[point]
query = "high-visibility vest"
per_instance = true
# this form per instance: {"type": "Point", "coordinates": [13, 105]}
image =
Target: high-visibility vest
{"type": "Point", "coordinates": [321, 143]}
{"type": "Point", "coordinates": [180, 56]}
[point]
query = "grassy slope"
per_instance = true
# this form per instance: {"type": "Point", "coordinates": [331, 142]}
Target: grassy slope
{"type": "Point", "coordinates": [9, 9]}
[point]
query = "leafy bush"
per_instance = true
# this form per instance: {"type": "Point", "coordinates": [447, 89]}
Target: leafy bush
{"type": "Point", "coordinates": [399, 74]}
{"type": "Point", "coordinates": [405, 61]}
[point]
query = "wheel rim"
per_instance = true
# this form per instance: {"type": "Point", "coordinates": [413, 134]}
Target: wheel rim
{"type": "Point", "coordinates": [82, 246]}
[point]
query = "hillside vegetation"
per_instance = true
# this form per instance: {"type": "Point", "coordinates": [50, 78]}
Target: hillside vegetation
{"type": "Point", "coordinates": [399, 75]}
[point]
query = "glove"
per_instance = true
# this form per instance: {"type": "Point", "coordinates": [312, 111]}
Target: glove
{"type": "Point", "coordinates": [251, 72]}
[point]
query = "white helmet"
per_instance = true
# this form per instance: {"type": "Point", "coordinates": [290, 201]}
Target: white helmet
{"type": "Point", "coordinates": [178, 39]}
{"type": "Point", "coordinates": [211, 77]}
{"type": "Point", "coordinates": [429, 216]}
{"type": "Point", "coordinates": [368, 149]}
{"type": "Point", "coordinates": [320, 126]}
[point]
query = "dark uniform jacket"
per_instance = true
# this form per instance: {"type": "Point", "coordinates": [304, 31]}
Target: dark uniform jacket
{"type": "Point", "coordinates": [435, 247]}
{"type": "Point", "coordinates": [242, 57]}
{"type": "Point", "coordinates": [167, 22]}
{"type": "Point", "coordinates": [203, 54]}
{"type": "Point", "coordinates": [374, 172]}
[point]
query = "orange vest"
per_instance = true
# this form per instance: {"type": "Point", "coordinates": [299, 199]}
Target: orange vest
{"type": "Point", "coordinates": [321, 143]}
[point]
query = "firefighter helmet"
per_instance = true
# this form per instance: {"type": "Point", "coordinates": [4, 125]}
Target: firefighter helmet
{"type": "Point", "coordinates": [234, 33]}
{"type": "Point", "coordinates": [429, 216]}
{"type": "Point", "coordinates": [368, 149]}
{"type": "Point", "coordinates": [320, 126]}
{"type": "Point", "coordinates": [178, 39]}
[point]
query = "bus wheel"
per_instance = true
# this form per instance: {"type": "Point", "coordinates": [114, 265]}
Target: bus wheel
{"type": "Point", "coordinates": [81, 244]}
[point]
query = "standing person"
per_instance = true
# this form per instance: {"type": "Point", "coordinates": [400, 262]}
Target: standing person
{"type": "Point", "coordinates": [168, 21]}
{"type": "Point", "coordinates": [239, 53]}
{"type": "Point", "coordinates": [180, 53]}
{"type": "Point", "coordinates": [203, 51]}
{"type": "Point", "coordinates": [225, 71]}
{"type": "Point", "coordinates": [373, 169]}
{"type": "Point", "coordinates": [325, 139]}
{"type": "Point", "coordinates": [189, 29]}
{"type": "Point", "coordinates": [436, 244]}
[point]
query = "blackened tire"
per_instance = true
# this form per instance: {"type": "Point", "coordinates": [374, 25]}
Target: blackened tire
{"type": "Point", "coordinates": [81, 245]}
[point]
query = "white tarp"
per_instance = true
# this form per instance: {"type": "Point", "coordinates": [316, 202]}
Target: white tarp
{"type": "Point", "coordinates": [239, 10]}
•••
TASK DETAILS:
Reproduce all the data word for word.

COMPLETE RESPONSE:
[point]
query = "high-visibility vest"
per_instance = true
# this form per instance: {"type": "Point", "coordinates": [13, 105]}
image =
Target: high-visibility vest
{"type": "Point", "coordinates": [321, 143]}
{"type": "Point", "coordinates": [180, 56]}
[point]
query = "grassy slope"
per_instance = true
# this form per instance: {"type": "Point", "coordinates": [331, 142]}
Target: grassy slope
{"type": "Point", "coordinates": [9, 9]}
[point]
query = "leafy bush"
per_instance = true
# this form per instance: {"type": "Point", "coordinates": [447, 89]}
Target: leafy bush
{"type": "Point", "coordinates": [399, 74]}
{"type": "Point", "coordinates": [405, 61]}
[point]
query = "wheel rim"
per_instance = true
# this form per instance: {"type": "Point", "coordinates": [413, 134]}
Target: wheel rim
{"type": "Point", "coordinates": [82, 246]}
[point]
query = "hillside vegetation"
per_instance = true
# this form per instance: {"type": "Point", "coordinates": [50, 78]}
Target: hillside vegetation
{"type": "Point", "coordinates": [399, 75]}
[point]
query = "glove"
per_instance = true
# this form per instance: {"type": "Point", "coordinates": [312, 111]}
Target: glove
{"type": "Point", "coordinates": [251, 72]}
[point]
query = "white helmet"
per_instance = true
# this form per instance: {"type": "Point", "coordinates": [290, 201]}
Target: white helmet
{"type": "Point", "coordinates": [178, 39]}
{"type": "Point", "coordinates": [211, 77]}
{"type": "Point", "coordinates": [429, 216]}
{"type": "Point", "coordinates": [368, 149]}
{"type": "Point", "coordinates": [320, 126]}
[point]
query = "dark uniform jacket"
per_instance = true
# this form per instance: {"type": "Point", "coordinates": [304, 31]}
Target: dark uniform jacket
{"type": "Point", "coordinates": [435, 247]}
{"type": "Point", "coordinates": [242, 57]}
{"type": "Point", "coordinates": [167, 22]}
{"type": "Point", "coordinates": [203, 54]}
{"type": "Point", "coordinates": [374, 172]}
[point]
query = "orange vest"
per_instance = true
# this form per instance: {"type": "Point", "coordinates": [299, 199]}
Target: orange vest
{"type": "Point", "coordinates": [321, 143]}
[point]
query = "firefighter helmet"
per_instance = true
# this form per instance: {"type": "Point", "coordinates": [4, 125]}
Target: firefighter helmet
{"type": "Point", "coordinates": [234, 33]}
{"type": "Point", "coordinates": [429, 216]}
{"type": "Point", "coordinates": [368, 149]}
{"type": "Point", "coordinates": [320, 126]}
{"type": "Point", "coordinates": [178, 39]}
[point]
query = "bus wheel"
per_instance = true
# this form per instance: {"type": "Point", "coordinates": [114, 265]}
Target: bus wheel
{"type": "Point", "coordinates": [81, 244]}
[point]
query = "standing person"
per_instance = true
# this form per instance: {"type": "Point", "coordinates": [400, 262]}
Target: standing person
{"type": "Point", "coordinates": [168, 21]}
{"type": "Point", "coordinates": [239, 53]}
{"type": "Point", "coordinates": [180, 53]}
{"type": "Point", "coordinates": [203, 51]}
{"type": "Point", "coordinates": [225, 71]}
{"type": "Point", "coordinates": [373, 169]}
{"type": "Point", "coordinates": [325, 139]}
{"type": "Point", "coordinates": [189, 29]}
{"type": "Point", "coordinates": [436, 244]}
[point]
query = "blackened tire"
per_instance = true
# this form per instance: {"type": "Point", "coordinates": [374, 25]}
Target: blackened tire
{"type": "Point", "coordinates": [81, 245]}
[point]
query = "white tarp"
per_instance = true
# this form per instance: {"type": "Point", "coordinates": [316, 202]}
Target: white tarp
{"type": "Point", "coordinates": [239, 10]}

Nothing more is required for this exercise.